**EXERCISE OBJECTIVE**
Each entry should be quoted word for word, including every mark of punctuation.

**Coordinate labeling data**
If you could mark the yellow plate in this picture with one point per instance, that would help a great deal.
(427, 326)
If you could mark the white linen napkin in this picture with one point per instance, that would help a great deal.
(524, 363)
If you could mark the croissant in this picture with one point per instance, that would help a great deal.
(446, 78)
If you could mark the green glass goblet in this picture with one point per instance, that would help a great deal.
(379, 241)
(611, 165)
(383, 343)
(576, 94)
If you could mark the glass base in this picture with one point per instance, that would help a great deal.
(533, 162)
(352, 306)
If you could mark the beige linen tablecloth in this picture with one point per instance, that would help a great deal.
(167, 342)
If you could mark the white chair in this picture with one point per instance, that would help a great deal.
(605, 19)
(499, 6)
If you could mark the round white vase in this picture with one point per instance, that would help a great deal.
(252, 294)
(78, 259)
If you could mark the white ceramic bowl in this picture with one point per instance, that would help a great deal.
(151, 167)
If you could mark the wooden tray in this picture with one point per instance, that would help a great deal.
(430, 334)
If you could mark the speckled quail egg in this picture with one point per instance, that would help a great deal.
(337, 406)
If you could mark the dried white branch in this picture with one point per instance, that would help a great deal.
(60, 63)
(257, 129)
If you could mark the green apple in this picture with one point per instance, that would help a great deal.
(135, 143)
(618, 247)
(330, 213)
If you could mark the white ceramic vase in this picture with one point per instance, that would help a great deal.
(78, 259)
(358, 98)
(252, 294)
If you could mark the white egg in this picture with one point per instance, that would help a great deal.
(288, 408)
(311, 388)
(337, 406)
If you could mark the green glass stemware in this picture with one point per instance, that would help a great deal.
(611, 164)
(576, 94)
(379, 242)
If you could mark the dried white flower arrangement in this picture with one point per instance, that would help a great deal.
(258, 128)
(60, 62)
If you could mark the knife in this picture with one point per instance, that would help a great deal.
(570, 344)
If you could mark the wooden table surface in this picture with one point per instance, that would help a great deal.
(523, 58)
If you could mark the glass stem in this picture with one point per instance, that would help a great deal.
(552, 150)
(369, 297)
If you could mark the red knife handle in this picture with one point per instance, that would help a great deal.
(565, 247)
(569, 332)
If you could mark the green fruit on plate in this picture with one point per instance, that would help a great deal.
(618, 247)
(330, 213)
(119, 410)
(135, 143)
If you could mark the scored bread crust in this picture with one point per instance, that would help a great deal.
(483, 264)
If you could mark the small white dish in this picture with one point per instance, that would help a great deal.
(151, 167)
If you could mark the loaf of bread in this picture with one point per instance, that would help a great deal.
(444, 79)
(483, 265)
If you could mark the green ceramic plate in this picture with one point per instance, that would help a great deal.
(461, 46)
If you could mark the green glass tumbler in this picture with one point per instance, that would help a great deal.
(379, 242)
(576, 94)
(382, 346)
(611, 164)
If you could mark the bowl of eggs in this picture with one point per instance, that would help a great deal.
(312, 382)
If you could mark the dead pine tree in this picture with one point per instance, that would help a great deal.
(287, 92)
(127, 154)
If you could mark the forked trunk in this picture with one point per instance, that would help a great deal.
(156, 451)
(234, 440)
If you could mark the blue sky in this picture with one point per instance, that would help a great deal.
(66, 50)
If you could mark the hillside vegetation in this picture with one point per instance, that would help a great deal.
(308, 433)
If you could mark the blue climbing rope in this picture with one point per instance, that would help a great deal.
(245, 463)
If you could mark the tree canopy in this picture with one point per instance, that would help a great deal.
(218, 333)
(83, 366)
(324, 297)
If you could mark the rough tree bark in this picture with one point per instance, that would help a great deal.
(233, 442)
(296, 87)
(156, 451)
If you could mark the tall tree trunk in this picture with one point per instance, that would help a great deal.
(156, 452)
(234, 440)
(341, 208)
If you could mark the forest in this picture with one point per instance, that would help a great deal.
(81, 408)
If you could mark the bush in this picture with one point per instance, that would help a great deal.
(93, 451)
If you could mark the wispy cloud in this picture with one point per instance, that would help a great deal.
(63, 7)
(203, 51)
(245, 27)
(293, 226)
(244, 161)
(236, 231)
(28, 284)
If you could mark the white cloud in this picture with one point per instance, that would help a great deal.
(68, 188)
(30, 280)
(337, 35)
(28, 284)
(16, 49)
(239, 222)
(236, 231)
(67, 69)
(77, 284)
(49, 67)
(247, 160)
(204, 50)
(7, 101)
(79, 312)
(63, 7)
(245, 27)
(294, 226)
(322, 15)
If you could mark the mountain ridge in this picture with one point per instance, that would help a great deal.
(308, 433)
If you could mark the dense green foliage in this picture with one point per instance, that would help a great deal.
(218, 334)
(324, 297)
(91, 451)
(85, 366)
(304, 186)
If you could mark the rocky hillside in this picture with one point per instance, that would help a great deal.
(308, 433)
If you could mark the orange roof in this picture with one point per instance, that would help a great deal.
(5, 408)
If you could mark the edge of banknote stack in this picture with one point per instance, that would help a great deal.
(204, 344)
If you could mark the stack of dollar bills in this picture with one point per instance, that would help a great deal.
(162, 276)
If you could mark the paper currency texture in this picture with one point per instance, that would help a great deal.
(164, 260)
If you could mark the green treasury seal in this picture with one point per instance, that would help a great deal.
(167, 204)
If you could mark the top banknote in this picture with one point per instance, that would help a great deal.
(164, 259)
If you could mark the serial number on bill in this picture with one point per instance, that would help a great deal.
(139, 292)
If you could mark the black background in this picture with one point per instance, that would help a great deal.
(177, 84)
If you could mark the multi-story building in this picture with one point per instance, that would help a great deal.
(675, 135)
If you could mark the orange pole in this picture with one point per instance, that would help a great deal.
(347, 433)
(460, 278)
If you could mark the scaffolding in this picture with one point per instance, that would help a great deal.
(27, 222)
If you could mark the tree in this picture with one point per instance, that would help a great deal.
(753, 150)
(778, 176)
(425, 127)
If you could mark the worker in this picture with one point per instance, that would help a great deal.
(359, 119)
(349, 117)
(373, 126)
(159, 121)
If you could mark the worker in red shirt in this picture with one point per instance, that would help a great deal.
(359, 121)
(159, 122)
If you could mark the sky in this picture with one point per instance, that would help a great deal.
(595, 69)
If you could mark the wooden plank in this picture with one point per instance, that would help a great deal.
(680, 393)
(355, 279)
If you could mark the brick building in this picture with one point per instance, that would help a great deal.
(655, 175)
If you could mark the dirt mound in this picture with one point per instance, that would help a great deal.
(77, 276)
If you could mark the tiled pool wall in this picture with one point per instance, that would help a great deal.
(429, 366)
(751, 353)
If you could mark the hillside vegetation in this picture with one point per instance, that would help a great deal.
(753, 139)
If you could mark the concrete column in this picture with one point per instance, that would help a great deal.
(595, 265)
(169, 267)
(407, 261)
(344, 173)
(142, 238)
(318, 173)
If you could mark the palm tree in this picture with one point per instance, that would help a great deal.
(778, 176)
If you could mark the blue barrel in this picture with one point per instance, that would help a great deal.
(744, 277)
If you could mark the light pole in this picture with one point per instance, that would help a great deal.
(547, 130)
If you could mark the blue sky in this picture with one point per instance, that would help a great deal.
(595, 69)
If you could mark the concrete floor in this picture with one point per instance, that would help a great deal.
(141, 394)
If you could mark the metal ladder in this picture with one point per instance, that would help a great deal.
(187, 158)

**IN RESPONSE**
If you could mark the yellow plate in this picture with one point per instance, that would help a great deal.
(427, 326)
If you could mark the white linen napkin in this picture with one point per instance, that would help a great deal.
(524, 363)
If you could mark the croissant in this picture with one point per instance, that would help a great deal.
(446, 78)
If you could mark the green glass goblet in this picture with one point per instance, that would help a great deal.
(379, 241)
(611, 165)
(383, 343)
(576, 94)
If you could mark the glass base in this picture with one point per instance, that would help a great deal.
(533, 162)
(352, 306)
If you could mark the beige linen tablecloth in this picture with one point per instance, that would help a great deal.
(167, 342)
If you could mark the white chair in this picture with one point per instance, that would help a great deal.
(605, 19)
(499, 6)
If you could mark the round white vase in this picture with one point per instance, that would help a great deal.
(252, 294)
(78, 259)
If you could mark the white ceramic bowl in this picture with one point per instance, that would help a great deal.
(151, 167)
If you could mark the wooden tray in this picture with one point per instance, that would help a great deal.
(430, 334)
If you could mark the speckled quail egg in this picture with one point per instance, that would help a great deal.
(337, 406)
If you could mark the dried white branch in this picture with one point per instance, that would help a great deal.
(60, 63)
(257, 129)
If you could mark the green apple in this picture with one point per instance, that would help a great deal.
(135, 143)
(618, 247)
(330, 213)
If you could mark the white ceramic vase in this picture with one point per instance, that would help a great deal.
(78, 259)
(358, 98)
(252, 294)
If you could mark the white egg in this picture with one point per instance, that would help a great deal.
(288, 408)
(311, 388)
(337, 406)
If you could mark the green glass stemware in this picture with one point per instance, that would help a great deal.
(611, 164)
(576, 94)
(379, 242)
If you could mark the dried white flower arrangement in this picture with one point per instance, that would help a great deal.
(258, 128)
(60, 62)
If you could mark the knife in this picture with one point per instance, that would help a great deal.
(570, 344)
If you could mark the wooden table surface in this picture with one point per instance, that would help a great deal.
(523, 58)
If you could mark the glass stem in this picture with one point per instance, that would help a great deal.
(552, 150)
(369, 297)
If you could mark the red knife handle in this picture with one point per instance, that would help a great deal.
(565, 247)
(569, 332)
If you could mark the green fruit on plate in this picture with one point per instance, that would help a great deal.
(618, 247)
(330, 213)
(119, 410)
(135, 143)
If you could mark the scored bread crust in this picture with one point per instance, that would help a great deal.
(483, 264)
If you could mark the small white dish in this picture with one point per instance, that would help a great deal.
(151, 167)
If you could mark the loaf of bread in this picture with one point per instance, that would help a great deal.
(444, 79)
(483, 265)
If you could mark the green ceramic plate in this picture with one point per instance, that would help a great deal.
(461, 46)
If you could mark the green glass tumbler in this picture with one point per instance, that would help a great deal.
(379, 242)
(576, 94)
(382, 346)
(611, 164)
If you could mark the bowl of eggs in this picture with one point per instance, that would help a great deal.
(312, 382)
If you could mark the dead pine tree in this picture with one point per instance, that would help a great deal.
(287, 92)
(127, 154)
If you could mark the forked trunk in this picture with one point per instance, that would help a great deal.
(156, 451)
(234, 440)
If you could mark the blue sky in this picture with one point per instance, that would help a great deal.
(66, 50)
If you could mark the hillside vegetation in this picture with one point per instance, that would help a great deal.
(308, 433)
If you could mark the blue climbing rope in this picture with one point per instance, that would help a great deal.
(245, 463)
If you could mark the tree canopy in this picture with one point per instance, that would help a great deal.
(218, 333)
(83, 366)
(324, 297)
If you could mark the rough tree bark in this picture with one point per instance, that would help a great deal.
(233, 442)
(296, 87)
(156, 451)
If you could mark the tall tree trunk in this picture with one point per instance, that would help a great deal.
(156, 452)
(234, 440)
(341, 208)
If you could mark the forest in this picture with one point per instance, that would help a great deal.
(81, 408)
If you could mark the bush in this picture with one point per instance, that would help a great deal.
(93, 451)
If you could mark the wispy cloud in this picture with one point per instance, that would help a great deal.
(63, 7)
(203, 51)
(245, 27)
(293, 226)
(244, 161)
(236, 231)
(28, 284)
If you could mark the white cloud in this picture with one point per instance, that would help a great deal.
(68, 188)
(30, 280)
(337, 35)
(28, 284)
(16, 49)
(239, 222)
(236, 231)
(67, 69)
(77, 284)
(49, 67)
(247, 160)
(204, 50)
(7, 101)
(79, 312)
(63, 7)
(245, 27)
(294, 226)
(322, 15)
If you could mark the mountain ridge in this picture with one point per instance, that would help a great deal.
(308, 433)
If you could mark the dense green foliage in this picture with one point per instance, that would help a great deal.
(218, 334)
(324, 297)
(91, 451)
(85, 366)
(304, 186)
If you could mark the rocky hillside in this picture with one point per instance, that would help a great deal.
(308, 433)
If you could mark the orange roof in this picture with one point per instance, that would help a great deal.
(5, 408)
If you could mark the edge of banknote stack in this picture with one point per instance, that would help a great deal.
(204, 344)
If you could mark the stack of dollar bills in this picture with one point per instance, that would help a great deal.
(162, 276)
If you could mark the paper currency texture in this picture with one point per instance, that would help a great deal.
(164, 260)
If you could mark the green treasury seal in this picture with one point per instance, that would help a great deal.
(167, 204)
If you could mark the top banknote in this picture with one point per instance, that would help a great deal.
(164, 259)
If you could mark the serial number on bill in this picture with one point per instance, that would help a great deal.
(139, 292)
If you could mark the black background in this picture with one point per instance, that would help a great deal.
(177, 84)
If you could mark the multi-story building in this picture with one point per instance, that would help a great deal.
(675, 135)
If you could mark the orange pole in this picture with one point per instance, that would help a great deal.
(347, 433)
(460, 278)
If you could mark the scaffolding in this picture with one point per instance, that would help a great deal.
(27, 222)
If you could mark the tree in this picture with one point per instance, that would help a great deal.
(753, 150)
(778, 176)
(425, 127)
If you could mark the worker in this picture with one point per instance, that would help a great deal.
(359, 119)
(349, 117)
(373, 126)
(159, 121)
If you could mark the worker in red shirt in this picture with one point per instance, that would help a great deal.
(359, 121)
(159, 122)
If you could mark the sky in this picture with one point per instance, that would help a great deal.
(595, 69)
If you could mark the wooden plank in this picture with one point per instance, that would help a great deal.
(680, 393)
(355, 279)
If you could mark the brick building in this picture with one point per instance, that would help a great deal.
(655, 175)
If you could mark the dirt mound in this picture with one point per instance, that would help a great deal.
(77, 276)
If you could mark the tiled pool wall in this picture with one point per instance, that would help a great deal.
(429, 366)
(751, 353)
If you could mark the hillside vegetation in this picture with one point per instance, that would help a great deal.
(753, 139)
If you could mark the concrete column in this picture with one point per instance, that would help a great deal.
(595, 265)
(169, 267)
(407, 261)
(344, 173)
(142, 238)
(318, 173)
If you could mark the palm tree in this picture with one point per instance, that would help a great deal.
(778, 176)
If you could mark the blue barrel in this picture with one point per instance, that would help a great deal.
(744, 277)
If you could mark the light pole in this picture with one point per instance, that would help a great deal.
(547, 130)
If you could mark the blue sky in this picture with one point per instance, that would help a great deal.
(595, 69)
If you could mark the concrete floor in this picture with one point per instance, that would help a great deal.
(141, 394)
If you could mark the metal ladder in this picture with one point per instance, that would help a great deal.
(187, 158)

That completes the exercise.